[DATASET CONTENT — start]

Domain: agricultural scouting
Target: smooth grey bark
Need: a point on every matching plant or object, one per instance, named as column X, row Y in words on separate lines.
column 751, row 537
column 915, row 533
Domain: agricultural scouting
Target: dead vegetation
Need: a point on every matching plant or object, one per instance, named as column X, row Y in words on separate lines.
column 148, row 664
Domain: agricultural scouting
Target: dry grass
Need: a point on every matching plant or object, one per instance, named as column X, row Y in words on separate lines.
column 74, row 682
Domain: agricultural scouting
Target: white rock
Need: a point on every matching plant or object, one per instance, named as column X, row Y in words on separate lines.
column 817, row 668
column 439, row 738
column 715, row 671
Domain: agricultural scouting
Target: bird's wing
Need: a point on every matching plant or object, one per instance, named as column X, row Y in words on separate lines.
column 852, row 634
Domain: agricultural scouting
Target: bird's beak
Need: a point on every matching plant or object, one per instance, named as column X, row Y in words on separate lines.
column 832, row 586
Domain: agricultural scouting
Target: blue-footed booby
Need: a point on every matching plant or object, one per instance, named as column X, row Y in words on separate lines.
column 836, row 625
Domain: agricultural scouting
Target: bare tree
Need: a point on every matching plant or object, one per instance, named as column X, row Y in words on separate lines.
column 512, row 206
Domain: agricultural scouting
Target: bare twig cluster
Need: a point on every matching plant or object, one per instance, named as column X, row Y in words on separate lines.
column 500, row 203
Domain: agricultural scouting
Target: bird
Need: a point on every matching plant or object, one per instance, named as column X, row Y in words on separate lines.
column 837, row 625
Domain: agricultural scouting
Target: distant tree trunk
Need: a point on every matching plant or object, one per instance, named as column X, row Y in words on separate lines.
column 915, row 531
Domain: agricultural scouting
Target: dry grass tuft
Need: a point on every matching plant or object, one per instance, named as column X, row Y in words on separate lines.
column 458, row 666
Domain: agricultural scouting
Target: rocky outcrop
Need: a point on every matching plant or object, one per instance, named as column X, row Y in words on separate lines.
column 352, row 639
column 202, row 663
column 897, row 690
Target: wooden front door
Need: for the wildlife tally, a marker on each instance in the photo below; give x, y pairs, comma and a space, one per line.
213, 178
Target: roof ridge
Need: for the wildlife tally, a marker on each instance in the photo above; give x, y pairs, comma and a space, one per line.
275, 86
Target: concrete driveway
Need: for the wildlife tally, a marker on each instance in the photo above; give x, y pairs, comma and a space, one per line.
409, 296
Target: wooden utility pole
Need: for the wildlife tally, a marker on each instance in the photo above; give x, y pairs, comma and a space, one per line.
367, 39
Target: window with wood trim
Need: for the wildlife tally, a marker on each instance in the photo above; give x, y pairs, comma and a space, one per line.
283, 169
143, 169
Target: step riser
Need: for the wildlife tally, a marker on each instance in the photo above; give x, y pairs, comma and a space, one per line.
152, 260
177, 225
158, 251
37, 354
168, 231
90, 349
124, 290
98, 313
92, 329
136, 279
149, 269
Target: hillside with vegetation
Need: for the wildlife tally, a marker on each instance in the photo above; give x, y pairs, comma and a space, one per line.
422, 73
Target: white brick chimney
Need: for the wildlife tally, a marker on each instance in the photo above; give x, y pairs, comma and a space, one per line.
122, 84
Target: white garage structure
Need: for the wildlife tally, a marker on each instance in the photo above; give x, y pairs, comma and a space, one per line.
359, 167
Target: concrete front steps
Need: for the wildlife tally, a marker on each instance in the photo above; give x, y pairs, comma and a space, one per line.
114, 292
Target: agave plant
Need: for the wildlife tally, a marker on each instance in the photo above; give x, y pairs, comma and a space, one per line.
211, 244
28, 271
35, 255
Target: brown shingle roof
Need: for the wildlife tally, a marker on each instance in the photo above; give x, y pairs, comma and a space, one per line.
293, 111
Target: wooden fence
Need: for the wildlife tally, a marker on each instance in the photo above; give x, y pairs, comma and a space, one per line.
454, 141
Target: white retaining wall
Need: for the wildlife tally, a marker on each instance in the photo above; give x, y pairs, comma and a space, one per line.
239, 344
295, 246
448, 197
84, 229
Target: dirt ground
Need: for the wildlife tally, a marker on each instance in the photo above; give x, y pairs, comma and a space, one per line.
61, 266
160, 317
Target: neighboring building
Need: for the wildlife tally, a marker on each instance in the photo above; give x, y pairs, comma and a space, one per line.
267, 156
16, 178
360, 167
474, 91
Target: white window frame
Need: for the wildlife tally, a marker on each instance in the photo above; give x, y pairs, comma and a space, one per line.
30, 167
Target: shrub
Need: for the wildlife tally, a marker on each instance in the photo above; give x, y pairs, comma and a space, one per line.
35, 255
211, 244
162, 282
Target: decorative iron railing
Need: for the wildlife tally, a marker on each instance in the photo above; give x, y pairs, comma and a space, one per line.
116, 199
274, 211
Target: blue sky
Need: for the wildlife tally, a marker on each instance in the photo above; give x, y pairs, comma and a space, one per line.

[DATASET CONTENT — finish]

THE PROBLEM
Word for word, the whole listing should be given again.

TASK ANSWER
Domain: agricultural scouting
Target: smooth grey bark
Need: a point on every matching plant or object, one per instance, named as column X, row Y in words on separate lines.
column 751, row 537
column 915, row 533
Domain: agricultural scouting
Target: dead vegetation
Need: a point on every matching plant or object, one per instance, named as column X, row Y in words on separate lines.
column 148, row 664
Domain: agricultural scouting
Target: dry grass
Need: a point on every matching plant or object, one per instance, named as column X, row Y in words on separate lines.
column 74, row 682
Domain: agricultural scouting
Target: white rock
Need: a point on every matching plant or object, one per instance, named as column X, row Y in words on separate lines.
column 817, row 668
column 439, row 738
column 715, row 671
Domain: agricultural scouting
Target: bird's wing
Need: a point on every matching plant or object, one per instance, named as column X, row Y in words on separate lines.
column 852, row 634
Domain: agricultural scouting
Target: bird's beak
Need: a point on every matching plant or object, one per instance, named as column X, row Y in words on separate lines.
column 832, row 586
Domain: agricultural scouting
Target: blue-footed booby
Need: a point on every matching plant or object, one per instance, named as column X, row Y in words on separate lines.
column 836, row 625
Domain: agricultural scouting
Target: bare tree
Need: a point on every matching plant or object, one per instance, named as column X, row Y in words on separate lines.
column 512, row 206
Domain: agricultural scouting
Target: bare twig cluster
Need: a point on every matching plant or object, one per instance, named as column X, row Y in words on separate lines.
column 500, row 203
Domain: agricultural scouting
Target: bird
Need: a point on every matching plant or object, one per instance, named as column X, row Y in words on separate lines.
column 837, row 625
Domain: agricultural scouting
Target: distant tree trunk
Need: a point on every matching plant or object, one per instance, named as column X, row Y in words on separate lines.
column 915, row 531
Domain: agricultural scouting
Target: dry grass tuft
Need: a point on every matching plant or object, one per instance, named as column X, row Y in words on separate lines.
column 458, row 666
Domain: agricultural scouting
Target: rocky outcrop
Need: a point on every matching plant or object, one per instance, named as column X, row Y in words on separate lines.
column 352, row 639
column 202, row 663
column 897, row 690
Target: wooden front door
Need: for the wildlife tally, a marker on each instance in the photo below; give x, y pairs, comma and a space, one per line.
213, 178
Target: roof ridge
Need: for the wildlife tally, a marker on each instance in the photo above; give x, y pairs, comma and a space, one per line.
275, 86
Target: concrete driveway
Need: for the wildlife tally, a marker on each instance in the photo above; give x, y pairs, comma and a space, one per line.
409, 296
Target: wooden utility pole
Need: for the wildlife tally, a marker on each instance in the photo above; give x, y pairs, comma and a space, one per line.
367, 39
Target: window with wood trim
Need: for the wildlife tally, a marker on each instance in the photo above; give x, y pairs, comma and a space, one per line.
283, 169
143, 169
Target: step riser
Need: for the wildlife tally, a marker on each instance in the photo above; give x, y pairs, comma and a space, one per line.
152, 260
177, 225
158, 251
37, 354
168, 231
90, 349
124, 290
98, 313
92, 329
136, 279
149, 269
Target: hillside with vegetation
Need: for the wildlife tally, a marker on each instance in the photo above; give x, y pairs, comma and a space, one per line.
422, 73
Target: white brick chimney
Need: for the wildlife tally, a marker on each instance in the photo above; give x, y pairs, comma and a space, one per line.
122, 84
Target: white garage structure
Need: for the wildlife tally, a marker on each instance in the photo above; give x, y pairs, comma and a space, one per line.
359, 167
Target: concrete front steps
Need: for the wildlife tally, a marker on each instance in the photo above; give x, y pairs, comma and a space, one per line.
114, 292
Target: agave plant
Need: for the wildlife tally, a marker on each instance in the photo above; give x, y pairs, comma and a space, one per line.
211, 244
28, 271
35, 255
Target: brown shingle roof
Need: for the wildlife tally, a marker on each instance in the photo above; give x, y pairs, comma and a space, one per line.
293, 111
Target: wooden fence
Need: for the wildlife tally, a marker on each instance in the photo above; give x, y pairs, comma and a space, one per line.
454, 141
Target: white retaining wall
Need: for the wildlife tally, a marker on each instance in the photo above; give x, y pairs, comma and a space, one per line.
239, 344
295, 246
448, 197
84, 229
Target: dirt ground
Need: for the wildlife tally, a marker on each instance in the photo above; give x, y pairs, comma and a space, one per line.
61, 266
160, 317
Target: neighboring building
Need: for the wildlife tally, a marker on each instance in the photo above; give x, y pairs, comma and a space, one per line.
267, 156
16, 178
360, 167
474, 91
Target: white window frame
Need: for the wildlife tally, a marker on each instance in the photo above; give x, y pairs, comma and a space, one per line.
30, 167
Target: shrub
Need: for the wildlife tally, a marker on each instance in the photo above; give x, y pairs, comma and a space, one per line.
35, 255
211, 244
162, 282
Target: decorative iron railing
Need: for the wildlife tally, a marker on each instance in the photo above; give x, y pairs, comma and a space, one per line.
116, 199
274, 211
Target: blue sky
Need: for the wildlife tally, a marker on each instance in the photo above; give x, y pairs, comma and a space, one per line.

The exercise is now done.